■ Exercise instructions
Could you retype, word for word, the stretch of the forum post below about the foiled Canadian terror plot from "By Andrea Hopkins" through "pollster Nik Nanos."?

Guess it can happen in any family and there is nothing anyone can do to prevent it, except good policing/monitoring (in rare cases) to catch early.

No immigration policy would have worked here unfortunately. Too long to post interview,, but video here.

http://www.ctvnews.ca/canada/ont-terror-suspect-was-angry-god-took-his-mother-father-1.3024292
 

Housecarl

On TB every waking moment
For links see article source.....
Posted for fair use.....
http://www.reuters.com/article/us-canada-security-idUSKCN10N2D6

World News | Fri Aug 12, 2016 4:17pm EDT

Foiled attack puts spotlight on Canada PM's security revamp

By Andrea Hopkins | OTTAWA

The death of a Canadian supporter of Islamic State who authorities said was preparing an imminent attack has increased calls for Prime Minister Justin Trudeau to abandon his plan to scale back a 2015 law that gave increased powers to police and intelligence agents.

But those calls are unlikely to translate into widespread public resistance to changing the law, as long as the Liberal government can frame it as a change that protects civil rights, pollsters and political analysts said on Friday.

"The Liberals have to try to not fall into the trap of looking like they're weakening the legislation," said pollster Nik Nanos.

Aaron Driver, 24, was killed by police in a raid on Wednesday in a small Ontario town after authorities received "credible information of a potential terrorist threat."

■ Data extracts
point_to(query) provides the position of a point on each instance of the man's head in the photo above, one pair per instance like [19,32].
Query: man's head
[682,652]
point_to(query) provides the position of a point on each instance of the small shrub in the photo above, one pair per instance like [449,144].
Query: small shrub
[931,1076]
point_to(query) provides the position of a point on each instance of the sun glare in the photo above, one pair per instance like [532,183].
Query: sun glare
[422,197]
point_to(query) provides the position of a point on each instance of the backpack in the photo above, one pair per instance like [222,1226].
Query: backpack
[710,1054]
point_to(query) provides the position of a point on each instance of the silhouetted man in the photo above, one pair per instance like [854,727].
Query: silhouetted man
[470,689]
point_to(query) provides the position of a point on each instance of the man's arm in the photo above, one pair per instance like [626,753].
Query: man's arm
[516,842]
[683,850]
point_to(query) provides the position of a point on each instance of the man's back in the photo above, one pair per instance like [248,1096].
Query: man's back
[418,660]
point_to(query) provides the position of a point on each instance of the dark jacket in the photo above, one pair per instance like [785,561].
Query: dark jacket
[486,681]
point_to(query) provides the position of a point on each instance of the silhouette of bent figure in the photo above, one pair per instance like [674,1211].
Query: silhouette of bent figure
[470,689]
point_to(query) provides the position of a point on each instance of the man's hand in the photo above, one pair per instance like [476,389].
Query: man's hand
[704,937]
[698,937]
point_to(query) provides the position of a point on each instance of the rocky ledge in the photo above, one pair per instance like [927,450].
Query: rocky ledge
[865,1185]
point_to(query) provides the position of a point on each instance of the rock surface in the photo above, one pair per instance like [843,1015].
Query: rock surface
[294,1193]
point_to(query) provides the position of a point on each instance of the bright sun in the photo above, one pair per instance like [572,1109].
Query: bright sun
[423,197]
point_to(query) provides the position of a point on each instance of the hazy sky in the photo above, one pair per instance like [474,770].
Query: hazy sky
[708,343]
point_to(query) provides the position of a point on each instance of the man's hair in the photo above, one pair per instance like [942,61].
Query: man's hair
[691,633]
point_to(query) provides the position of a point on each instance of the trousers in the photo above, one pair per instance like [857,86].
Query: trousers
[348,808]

■ The answer
By Andrea Hopkins | OTTAWA

The death of a Canadian supporter of Islamic State who authorities said was preparing an imminent attack has increased calls for Prime Minister Justin Trudeau to abandon his plan to scale back a 2015 law that gave increased powers to police and intelligence agents.

But those calls are unlikely to translate into widespread public resistance to changing the law, as long as the Liberal government can frame it as a change that protects civil rights, pollsters and political analysts said on Friday.

"The Liberals have to try to not fall into the trap of looking like they're weakening the legislation," said pollster Nik Nanos.